Requirement ▸ Starting at the line that contains "Where can the green tree" and ending at the last line of the material below, output those lines as a JSON list of strings, one string per line, with blank lines omitted.

Material ▸
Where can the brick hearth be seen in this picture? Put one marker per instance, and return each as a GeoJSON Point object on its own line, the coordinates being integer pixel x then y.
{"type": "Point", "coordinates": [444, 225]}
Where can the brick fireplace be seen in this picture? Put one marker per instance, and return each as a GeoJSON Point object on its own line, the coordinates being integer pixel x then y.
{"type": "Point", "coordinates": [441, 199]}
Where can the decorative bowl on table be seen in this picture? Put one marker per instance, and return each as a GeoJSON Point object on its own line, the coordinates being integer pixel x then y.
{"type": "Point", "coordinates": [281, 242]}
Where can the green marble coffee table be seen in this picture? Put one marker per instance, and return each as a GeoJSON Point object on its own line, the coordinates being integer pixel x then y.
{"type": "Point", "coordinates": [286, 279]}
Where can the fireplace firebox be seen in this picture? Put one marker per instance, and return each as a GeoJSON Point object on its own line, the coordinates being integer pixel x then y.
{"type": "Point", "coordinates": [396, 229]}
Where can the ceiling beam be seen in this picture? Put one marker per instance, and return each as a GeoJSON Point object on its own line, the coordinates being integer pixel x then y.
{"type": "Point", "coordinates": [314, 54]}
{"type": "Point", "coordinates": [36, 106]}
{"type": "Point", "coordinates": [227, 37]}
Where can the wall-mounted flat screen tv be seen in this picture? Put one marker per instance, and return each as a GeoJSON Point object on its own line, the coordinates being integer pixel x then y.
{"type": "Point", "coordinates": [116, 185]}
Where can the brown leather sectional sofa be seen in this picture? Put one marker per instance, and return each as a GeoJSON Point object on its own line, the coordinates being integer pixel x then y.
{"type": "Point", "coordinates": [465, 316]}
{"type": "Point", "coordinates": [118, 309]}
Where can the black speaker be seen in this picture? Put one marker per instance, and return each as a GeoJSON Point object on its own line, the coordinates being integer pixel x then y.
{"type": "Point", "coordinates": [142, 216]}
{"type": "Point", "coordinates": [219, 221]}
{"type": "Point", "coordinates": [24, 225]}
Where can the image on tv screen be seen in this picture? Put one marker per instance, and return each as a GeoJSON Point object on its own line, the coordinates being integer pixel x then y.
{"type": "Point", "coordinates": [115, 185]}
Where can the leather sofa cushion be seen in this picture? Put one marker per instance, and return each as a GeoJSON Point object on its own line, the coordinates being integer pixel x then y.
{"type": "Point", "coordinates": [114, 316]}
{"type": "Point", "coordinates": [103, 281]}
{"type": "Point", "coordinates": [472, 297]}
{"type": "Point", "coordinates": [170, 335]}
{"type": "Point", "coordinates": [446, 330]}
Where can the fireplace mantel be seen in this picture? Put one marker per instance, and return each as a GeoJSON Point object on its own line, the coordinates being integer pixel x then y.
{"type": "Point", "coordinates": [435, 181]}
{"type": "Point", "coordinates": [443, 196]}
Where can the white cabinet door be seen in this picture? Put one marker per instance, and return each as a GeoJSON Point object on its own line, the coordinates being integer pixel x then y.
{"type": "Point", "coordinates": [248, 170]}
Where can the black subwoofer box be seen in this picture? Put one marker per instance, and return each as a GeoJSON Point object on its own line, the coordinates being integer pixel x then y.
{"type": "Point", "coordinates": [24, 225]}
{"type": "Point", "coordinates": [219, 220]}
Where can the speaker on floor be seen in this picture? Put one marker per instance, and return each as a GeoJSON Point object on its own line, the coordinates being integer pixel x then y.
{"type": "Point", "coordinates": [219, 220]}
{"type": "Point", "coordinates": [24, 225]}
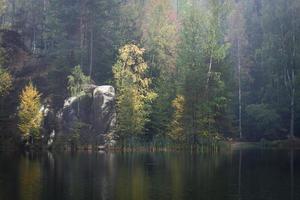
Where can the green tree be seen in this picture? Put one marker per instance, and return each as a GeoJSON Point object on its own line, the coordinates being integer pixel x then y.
{"type": "Point", "coordinates": [29, 114]}
{"type": "Point", "coordinates": [160, 37]}
{"type": "Point", "coordinates": [134, 94]}
{"type": "Point", "coordinates": [176, 129]}
{"type": "Point", "coordinates": [76, 81]}
{"type": "Point", "coordinates": [6, 82]}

Solution to the problem ▸
[
  "Where can the green tree be seen in this picture? Put one marker per instance, and return each as a GeoJSON Point object on its own line, the coordinates being integer pixel x then y.",
  "{\"type\": \"Point\", \"coordinates\": [29, 114]}",
  "{\"type\": \"Point\", \"coordinates\": [160, 37]}",
  "{\"type\": \"Point\", \"coordinates\": [134, 94]}",
  "{\"type\": \"Point\", \"coordinates\": [176, 129]}",
  "{\"type\": \"Point\", \"coordinates\": [76, 81]}",
  "{\"type\": \"Point\", \"coordinates\": [6, 82]}"
]